### Exercise passage

NABBA Mr Universe Earl Maynard.  At 5'10" and 220 lbs, this was one of a handful of people "competing" against "The Myth" Sergio Oliva... who then was one of a couple of people to compete against Arnold.  

Arnold's "Competition" History

Yes, yes, we've all heard that Arnold's seven Olympia wins makes him the benchmark for true greatness in the bodybuilding scene, though no one seems (much like the massive ignorance surrounding body phenotypes) to be willing to do an iota of research to determine who it was that Arnold beat.  SPOILER ALERT- it was occasionally nobody or next to nobody, and the rest of the time it was either a bunch of nobodies or the game was rigged to ensure that Weider's prodigy (and his prodigy's best friend, Franco).  And before the Arnold marks start screaming about my lack of qualifications to make such a statement, the fact that Arnold's steroid reign was vastly smaller than modern athletes, or any of the other half a million excuses and justifications they could make on the Oak's behalf, let's all bear in mind that at best, the lot of you likely have only read about the controversial 1980 Olympia, wherein  Arnold was allegedly handed a victory by the judges.  As you'll see in what follows, Arnold was pretty much handed every victory he achieved with the Weiders, and competing in a sport wherein the professional ranks were fledgling in all federations and the IFBB was one of the youngest and least entrenched, Arnold's victories over a couple of other physiques nearly impressive enough to make them bodybuilding versions of Annika Sorenstam... in a sport so subjective it makes open ended questions posed by drunk college girls at bars seem like objective-based interrogations.


In case you didn't know, the Olympia in Arnold's day is hardly what it is now- it was barely a pimple on the ass of the "sport" of bodybuilding, and apparently the weightlifting world gave less than two shits about determining who was champion amongst what was then considered a complete sidebar to Olympic weightlifting and the emerging sport of powerlifting.  If that seems odd to you, consider that Bernarr MacFadden's bodybuilding competition, held in 1903, had cash prizes of $500 (~$13k in 2016) for both the male and female winners... whereas the Olympia's prize in early years, despite being subsidized by the Weider publishing empire, was only $1000 ($7.6k in 2016 dollars) sixty years later.    Arnold was the third Mr. Olympia in what was essentially a brand-new organization promoting professional bodybuilding in what was almost entirely an amateur sport, competing for small crowds, small prizes, and against very few people.  Although all of the big names in bodybuilding were invited to the 1963 inaugural Mr. O, only three dudes showed up- Larry Scott, the youngest competitor in Olympia history, Harry Poole, and the above-pictured professional wrestler Earl Maynard.  It was, as such, hardly a barn-burner of a competition.  As the Olympia grew into the next decade, the size of its competitive pool was nearly as tiny, though it perceived importance was far greater as Weider's magazine empire ground out its compeition in a variety of sheisty, duplicitous, and shrewd (if horrendously shitty) legal and PR maneuvers.

### Directions for this task
Resume the passage on Arnold's Olympia competition history after its last sentence. The entries that come next are separate material and have nothing to do with the passage on Arnold's Olympia competition history.

### Data provided
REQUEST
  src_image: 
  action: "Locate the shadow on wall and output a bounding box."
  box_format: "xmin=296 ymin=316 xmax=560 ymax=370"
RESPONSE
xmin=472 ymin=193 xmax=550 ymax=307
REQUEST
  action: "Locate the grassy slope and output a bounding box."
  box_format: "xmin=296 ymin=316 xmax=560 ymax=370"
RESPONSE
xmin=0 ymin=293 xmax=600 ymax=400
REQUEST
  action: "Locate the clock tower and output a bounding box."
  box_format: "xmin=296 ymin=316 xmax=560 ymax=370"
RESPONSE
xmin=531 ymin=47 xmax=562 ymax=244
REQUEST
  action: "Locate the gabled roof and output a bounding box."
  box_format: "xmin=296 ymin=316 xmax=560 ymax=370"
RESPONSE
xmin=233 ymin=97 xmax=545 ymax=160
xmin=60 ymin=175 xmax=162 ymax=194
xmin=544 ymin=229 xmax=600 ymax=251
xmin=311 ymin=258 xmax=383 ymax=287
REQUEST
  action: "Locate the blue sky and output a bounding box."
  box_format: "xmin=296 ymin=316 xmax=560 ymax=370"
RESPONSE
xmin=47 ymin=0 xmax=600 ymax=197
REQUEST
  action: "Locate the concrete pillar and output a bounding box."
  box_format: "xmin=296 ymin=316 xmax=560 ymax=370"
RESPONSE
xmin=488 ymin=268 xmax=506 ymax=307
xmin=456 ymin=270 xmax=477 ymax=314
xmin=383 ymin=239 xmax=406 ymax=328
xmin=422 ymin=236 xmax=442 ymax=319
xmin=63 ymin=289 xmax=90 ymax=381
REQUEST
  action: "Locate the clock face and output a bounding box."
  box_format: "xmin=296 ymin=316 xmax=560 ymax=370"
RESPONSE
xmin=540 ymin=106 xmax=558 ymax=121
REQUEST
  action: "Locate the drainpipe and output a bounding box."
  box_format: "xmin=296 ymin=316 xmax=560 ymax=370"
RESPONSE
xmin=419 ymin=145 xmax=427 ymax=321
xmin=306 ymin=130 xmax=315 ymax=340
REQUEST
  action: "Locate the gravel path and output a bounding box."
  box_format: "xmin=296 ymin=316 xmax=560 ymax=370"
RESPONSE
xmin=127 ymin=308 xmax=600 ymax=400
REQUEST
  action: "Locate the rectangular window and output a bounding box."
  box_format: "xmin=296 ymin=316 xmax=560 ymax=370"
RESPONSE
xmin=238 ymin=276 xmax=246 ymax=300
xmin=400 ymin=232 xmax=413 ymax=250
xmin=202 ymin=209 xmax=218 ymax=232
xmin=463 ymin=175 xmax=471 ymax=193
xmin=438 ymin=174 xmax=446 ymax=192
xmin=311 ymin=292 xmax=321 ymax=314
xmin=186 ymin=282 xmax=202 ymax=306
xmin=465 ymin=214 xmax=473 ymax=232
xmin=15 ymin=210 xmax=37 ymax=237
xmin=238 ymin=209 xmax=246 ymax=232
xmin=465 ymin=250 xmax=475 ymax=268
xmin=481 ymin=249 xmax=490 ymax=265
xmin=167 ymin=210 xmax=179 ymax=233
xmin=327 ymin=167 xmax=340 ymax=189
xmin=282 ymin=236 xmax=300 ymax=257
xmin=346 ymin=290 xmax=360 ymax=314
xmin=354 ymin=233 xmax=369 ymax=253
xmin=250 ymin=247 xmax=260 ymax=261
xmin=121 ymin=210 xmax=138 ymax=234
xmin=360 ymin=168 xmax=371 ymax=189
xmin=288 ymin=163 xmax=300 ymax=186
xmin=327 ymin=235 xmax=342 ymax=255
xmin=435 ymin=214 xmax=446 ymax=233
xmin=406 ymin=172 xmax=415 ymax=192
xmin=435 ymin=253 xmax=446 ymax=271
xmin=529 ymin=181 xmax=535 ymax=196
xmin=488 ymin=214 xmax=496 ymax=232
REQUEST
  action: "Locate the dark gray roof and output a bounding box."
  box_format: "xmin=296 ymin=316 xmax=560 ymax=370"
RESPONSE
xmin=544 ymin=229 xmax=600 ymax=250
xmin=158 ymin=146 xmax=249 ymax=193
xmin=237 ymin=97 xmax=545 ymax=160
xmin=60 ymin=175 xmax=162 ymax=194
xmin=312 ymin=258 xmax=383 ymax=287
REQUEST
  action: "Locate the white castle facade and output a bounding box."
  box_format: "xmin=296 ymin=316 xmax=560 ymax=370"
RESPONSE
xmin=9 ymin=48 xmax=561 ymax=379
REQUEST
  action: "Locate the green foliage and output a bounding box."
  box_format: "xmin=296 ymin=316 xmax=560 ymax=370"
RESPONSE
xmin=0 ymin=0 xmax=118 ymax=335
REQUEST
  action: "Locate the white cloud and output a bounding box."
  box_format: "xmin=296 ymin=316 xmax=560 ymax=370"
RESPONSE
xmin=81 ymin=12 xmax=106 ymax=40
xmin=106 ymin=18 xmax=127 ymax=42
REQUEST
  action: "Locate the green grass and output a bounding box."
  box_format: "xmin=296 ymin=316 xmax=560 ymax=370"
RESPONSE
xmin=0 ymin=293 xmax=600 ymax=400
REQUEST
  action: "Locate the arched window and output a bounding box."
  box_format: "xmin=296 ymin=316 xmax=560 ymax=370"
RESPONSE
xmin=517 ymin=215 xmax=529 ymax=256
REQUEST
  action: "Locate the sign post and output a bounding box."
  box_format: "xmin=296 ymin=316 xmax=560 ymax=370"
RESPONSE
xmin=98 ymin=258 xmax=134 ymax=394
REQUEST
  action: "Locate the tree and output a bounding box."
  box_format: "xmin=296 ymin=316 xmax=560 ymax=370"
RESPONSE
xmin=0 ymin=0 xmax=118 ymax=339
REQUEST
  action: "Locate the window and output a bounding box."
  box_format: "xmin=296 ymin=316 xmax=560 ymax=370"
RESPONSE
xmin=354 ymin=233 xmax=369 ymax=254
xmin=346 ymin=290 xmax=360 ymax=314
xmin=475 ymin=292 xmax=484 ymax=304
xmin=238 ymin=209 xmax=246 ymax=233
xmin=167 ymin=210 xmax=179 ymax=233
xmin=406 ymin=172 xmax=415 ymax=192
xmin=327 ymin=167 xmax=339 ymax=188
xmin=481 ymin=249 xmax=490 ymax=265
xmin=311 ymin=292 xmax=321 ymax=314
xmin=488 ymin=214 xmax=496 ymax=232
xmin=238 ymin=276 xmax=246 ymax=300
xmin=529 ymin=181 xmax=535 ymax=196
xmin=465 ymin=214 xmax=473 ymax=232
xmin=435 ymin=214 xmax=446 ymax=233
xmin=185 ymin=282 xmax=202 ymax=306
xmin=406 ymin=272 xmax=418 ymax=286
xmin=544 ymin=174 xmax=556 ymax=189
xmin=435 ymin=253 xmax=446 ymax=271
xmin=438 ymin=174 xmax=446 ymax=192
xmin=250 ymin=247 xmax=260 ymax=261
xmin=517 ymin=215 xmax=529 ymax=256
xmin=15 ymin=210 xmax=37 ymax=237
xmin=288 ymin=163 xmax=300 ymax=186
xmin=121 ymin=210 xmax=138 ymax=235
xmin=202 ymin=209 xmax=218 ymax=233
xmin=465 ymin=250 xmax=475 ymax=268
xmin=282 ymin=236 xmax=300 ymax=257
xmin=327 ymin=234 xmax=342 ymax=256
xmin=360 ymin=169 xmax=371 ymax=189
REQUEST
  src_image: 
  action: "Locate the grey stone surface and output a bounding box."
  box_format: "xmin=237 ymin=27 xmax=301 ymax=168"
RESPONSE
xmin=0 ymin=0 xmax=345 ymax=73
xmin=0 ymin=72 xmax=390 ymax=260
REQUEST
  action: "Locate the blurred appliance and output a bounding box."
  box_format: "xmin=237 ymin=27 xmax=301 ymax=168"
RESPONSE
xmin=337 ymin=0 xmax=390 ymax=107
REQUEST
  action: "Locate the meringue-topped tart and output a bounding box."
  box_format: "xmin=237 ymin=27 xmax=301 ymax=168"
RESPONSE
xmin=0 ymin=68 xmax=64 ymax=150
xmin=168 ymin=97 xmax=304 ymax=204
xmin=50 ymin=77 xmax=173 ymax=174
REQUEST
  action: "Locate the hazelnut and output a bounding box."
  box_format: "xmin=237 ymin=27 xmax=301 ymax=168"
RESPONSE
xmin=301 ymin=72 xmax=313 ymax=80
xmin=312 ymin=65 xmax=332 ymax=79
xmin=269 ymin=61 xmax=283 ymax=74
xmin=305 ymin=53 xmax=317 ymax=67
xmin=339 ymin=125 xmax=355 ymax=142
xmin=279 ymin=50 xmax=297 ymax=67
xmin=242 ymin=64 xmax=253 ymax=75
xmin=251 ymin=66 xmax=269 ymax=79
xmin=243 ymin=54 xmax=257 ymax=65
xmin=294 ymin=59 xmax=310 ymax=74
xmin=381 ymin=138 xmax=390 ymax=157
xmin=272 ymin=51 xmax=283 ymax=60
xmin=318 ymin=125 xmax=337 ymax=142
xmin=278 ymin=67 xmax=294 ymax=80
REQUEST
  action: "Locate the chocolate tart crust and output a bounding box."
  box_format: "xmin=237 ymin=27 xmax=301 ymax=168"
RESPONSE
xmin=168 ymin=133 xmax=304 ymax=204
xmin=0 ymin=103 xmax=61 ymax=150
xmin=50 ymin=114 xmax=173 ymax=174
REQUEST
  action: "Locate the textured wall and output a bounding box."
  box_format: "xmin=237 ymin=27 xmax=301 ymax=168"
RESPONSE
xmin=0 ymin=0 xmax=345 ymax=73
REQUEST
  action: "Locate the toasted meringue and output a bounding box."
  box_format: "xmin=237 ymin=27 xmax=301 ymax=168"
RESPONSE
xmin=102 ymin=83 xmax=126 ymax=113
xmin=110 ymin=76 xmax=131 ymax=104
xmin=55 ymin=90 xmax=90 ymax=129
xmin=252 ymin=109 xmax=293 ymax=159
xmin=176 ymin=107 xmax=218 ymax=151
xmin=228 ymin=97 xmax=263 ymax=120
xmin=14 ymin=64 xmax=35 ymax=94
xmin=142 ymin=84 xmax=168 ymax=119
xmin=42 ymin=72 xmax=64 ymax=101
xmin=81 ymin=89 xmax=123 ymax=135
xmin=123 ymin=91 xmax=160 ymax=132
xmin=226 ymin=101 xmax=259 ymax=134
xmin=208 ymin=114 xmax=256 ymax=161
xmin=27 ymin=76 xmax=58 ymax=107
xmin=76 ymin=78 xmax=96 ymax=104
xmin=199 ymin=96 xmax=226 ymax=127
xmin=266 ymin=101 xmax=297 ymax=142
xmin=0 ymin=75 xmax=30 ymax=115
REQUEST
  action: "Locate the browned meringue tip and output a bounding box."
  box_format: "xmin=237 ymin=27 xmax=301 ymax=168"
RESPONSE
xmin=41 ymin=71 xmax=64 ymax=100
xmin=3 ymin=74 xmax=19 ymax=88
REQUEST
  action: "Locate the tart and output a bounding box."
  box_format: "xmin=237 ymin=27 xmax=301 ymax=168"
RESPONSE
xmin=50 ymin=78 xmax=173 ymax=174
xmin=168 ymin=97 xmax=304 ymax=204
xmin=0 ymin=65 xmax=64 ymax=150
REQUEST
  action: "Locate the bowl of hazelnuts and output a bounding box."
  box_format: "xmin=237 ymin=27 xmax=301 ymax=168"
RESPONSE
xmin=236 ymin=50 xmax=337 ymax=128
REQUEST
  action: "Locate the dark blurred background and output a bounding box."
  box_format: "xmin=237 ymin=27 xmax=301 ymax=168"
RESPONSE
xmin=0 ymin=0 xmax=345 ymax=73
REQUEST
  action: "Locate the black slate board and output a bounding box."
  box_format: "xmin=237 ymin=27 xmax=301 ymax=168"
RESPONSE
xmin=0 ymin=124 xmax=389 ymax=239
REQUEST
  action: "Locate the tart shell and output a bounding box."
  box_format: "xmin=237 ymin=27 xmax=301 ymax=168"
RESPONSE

### Exercise result
Sergio looked so good in 1973 that Weider pulled Arnold from the competition and arranged to have Sergio suspended from IFBB competition to ensure no one would make his golden boy look like shit onstage.

 As the field had hardly grown, Arnold faced very little true competition when he "competed" for the Olympia crown because the reigning Mr. Olympia was a black Cuban ex-pat, which made him about as appealing to your average white American in the late 1960s as quick-onset hemorrhagic fever in a community of hemophiliacs.  With his only real competition coming from a man who "would run into ... problems" because "his cultural background wasn't in sync with [American] ideals" (Roach, Vol 1 367), Arnold's SS-Obersturmbannführer-good-looks made him the perfect golden boy for Weider, and if he failed, insanely photogenic Dave Draper (who took fourth out of four against Harold Poole, the amazingly brutal, always-zero-fucks-given, superhuman lumberjack Chuck Sipes, and the melanin-rich, precontest hamburger munching, genetic freak of a political refugee Sergio Oliva) could have stepped in without missing a single beat.  Without missing a single beat, you say?  Yeah- Sergio won UNCONTESTED in 1969 and lost in a two man field with Arnold in 1970.

YOU READ THAT RIGHT.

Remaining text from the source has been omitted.